— SHORT PROBLEM —
Locate each line in the material below that contains the string "wheel", matching case exactly, and copy those lines out.

----- DATA RECORDS -----

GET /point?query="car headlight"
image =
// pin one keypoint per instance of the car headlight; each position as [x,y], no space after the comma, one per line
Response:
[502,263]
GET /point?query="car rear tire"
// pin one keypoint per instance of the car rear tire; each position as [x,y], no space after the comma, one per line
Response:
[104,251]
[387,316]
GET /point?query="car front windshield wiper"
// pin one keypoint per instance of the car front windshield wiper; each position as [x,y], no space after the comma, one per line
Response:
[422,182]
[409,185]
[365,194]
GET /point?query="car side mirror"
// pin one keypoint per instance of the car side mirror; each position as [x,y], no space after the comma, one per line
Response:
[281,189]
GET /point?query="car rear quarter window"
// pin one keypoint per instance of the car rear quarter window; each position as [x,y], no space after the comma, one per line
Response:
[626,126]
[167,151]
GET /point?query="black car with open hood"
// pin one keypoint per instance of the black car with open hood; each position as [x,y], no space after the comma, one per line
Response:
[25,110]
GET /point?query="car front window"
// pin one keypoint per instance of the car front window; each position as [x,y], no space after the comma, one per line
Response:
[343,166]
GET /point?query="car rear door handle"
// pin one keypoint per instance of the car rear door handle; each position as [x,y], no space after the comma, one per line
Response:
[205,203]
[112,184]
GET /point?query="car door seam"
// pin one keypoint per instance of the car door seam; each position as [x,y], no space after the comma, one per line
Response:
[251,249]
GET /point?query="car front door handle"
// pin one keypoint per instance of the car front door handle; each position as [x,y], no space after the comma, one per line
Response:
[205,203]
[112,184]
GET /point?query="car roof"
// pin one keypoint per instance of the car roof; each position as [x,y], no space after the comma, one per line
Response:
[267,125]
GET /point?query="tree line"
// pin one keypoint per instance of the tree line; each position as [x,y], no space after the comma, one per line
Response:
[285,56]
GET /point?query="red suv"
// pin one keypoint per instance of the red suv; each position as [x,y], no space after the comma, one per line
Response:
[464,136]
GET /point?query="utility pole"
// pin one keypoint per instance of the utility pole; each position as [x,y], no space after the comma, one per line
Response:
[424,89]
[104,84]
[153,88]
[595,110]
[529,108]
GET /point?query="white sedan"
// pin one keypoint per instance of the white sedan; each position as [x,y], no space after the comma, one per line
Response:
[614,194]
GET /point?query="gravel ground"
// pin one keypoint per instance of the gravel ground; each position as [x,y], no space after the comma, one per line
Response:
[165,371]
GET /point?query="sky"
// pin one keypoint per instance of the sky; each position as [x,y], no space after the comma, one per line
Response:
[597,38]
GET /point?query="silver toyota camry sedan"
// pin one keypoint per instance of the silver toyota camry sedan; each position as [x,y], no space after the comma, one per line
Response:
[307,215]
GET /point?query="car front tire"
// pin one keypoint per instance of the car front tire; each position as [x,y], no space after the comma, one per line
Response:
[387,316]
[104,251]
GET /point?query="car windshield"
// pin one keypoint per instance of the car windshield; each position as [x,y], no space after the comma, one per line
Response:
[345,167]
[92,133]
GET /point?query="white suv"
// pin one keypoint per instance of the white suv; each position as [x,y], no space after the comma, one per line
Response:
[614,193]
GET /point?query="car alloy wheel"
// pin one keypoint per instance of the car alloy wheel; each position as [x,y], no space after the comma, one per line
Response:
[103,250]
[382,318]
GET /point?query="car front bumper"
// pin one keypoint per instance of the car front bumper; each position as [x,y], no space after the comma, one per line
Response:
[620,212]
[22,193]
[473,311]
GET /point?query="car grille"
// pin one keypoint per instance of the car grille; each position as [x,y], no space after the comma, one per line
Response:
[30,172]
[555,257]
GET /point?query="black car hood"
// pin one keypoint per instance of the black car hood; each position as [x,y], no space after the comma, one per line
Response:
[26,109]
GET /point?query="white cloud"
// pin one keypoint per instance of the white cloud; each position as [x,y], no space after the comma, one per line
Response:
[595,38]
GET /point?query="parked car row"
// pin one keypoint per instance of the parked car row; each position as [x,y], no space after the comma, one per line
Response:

-----

— THE SOLUTION —
GET /point?query="car alloy wheel"
// pin one keypoint per instance of the car alloy wheel; each position as [x,y], no space after the comma, one per line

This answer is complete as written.